__WORK TO DO__: Retype the items below word for word, beginning at the line that contains "In this screenshot, identify the table" and stopping after the line that contains "[0, 0, 116, 199]".

__RECORDS SUPPLIED__:
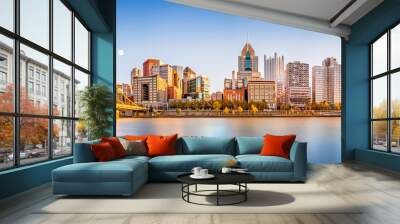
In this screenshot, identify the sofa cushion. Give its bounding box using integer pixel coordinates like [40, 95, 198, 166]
[177, 136, 235, 155]
[146, 134, 178, 157]
[260, 134, 296, 159]
[119, 138, 147, 156]
[101, 137, 126, 158]
[74, 139, 100, 163]
[236, 155, 293, 172]
[149, 154, 235, 172]
[52, 159, 147, 182]
[236, 137, 264, 155]
[90, 142, 118, 162]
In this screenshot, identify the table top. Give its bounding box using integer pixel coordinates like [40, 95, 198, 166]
[177, 173, 255, 184]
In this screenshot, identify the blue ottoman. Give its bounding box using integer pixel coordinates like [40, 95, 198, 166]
[52, 157, 148, 195]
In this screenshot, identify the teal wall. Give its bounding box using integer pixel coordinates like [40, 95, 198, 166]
[92, 33, 116, 135]
[0, 157, 72, 199]
[342, 0, 400, 169]
[0, 0, 116, 199]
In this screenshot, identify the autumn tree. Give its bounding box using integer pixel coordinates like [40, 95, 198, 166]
[0, 85, 59, 149]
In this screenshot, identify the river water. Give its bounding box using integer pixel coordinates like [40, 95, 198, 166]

__SOLUTION FOR THIS PROBLEM__:
In this screenshot, identify the table top. Give its bounding box using integer pixel coordinates like [40, 95, 198, 166]
[177, 173, 255, 184]
In this screenshot, identify the blue ottoman. Give its bounding box using integer pixel coordinates like [40, 95, 198, 166]
[52, 157, 148, 195]
In this screenshot, identify the teal wall. Give its bounding box using integer pixel coordinates like [40, 95, 198, 166]
[92, 33, 116, 135]
[0, 157, 72, 199]
[342, 0, 400, 169]
[0, 0, 116, 199]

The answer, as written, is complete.